Problem details –
Rewrite the lines below, replacing every "annotate" with "mark" and changing nothing else. Omit the pictures from your output.
········
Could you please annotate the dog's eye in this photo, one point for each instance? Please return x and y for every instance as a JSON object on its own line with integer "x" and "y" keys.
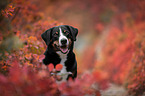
{"x": 56, "y": 33}
{"x": 66, "y": 32}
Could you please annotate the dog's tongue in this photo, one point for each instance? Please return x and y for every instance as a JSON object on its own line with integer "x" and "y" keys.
{"x": 64, "y": 50}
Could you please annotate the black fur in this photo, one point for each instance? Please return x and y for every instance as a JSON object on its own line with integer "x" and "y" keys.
{"x": 52, "y": 57}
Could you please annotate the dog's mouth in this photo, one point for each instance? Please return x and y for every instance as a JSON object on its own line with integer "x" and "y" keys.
{"x": 63, "y": 49}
········
Response to this exercise –
Could you please mark the dog's eye in this photo, one point for each instance? Please return x and y for every instance as a JSON object on its own line with integer "x" and "y" keys.
{"x": 56, "y": 33}
{"x": 66, "y": 32}
Could you please mark the dog's tongue in this photo, one point for each instance? Please return x and y for every instance as a JSON object on its own line with integer "x" and "y" keys.
{"x": 64, "y": 50}
Could you please mark the black fur in this photo, one point for each instance? Please return x and y for every instance as a JSON object on its own line with integer "x" and "y" keys.
{"x": 52, "y": 57}
Could you please mark the dog's mouth in this photo, one point for each instance? Please return x and y for every instance as a JSON object on its own line with integer "x" and "y" keys.
{"x": 63, "y": 49}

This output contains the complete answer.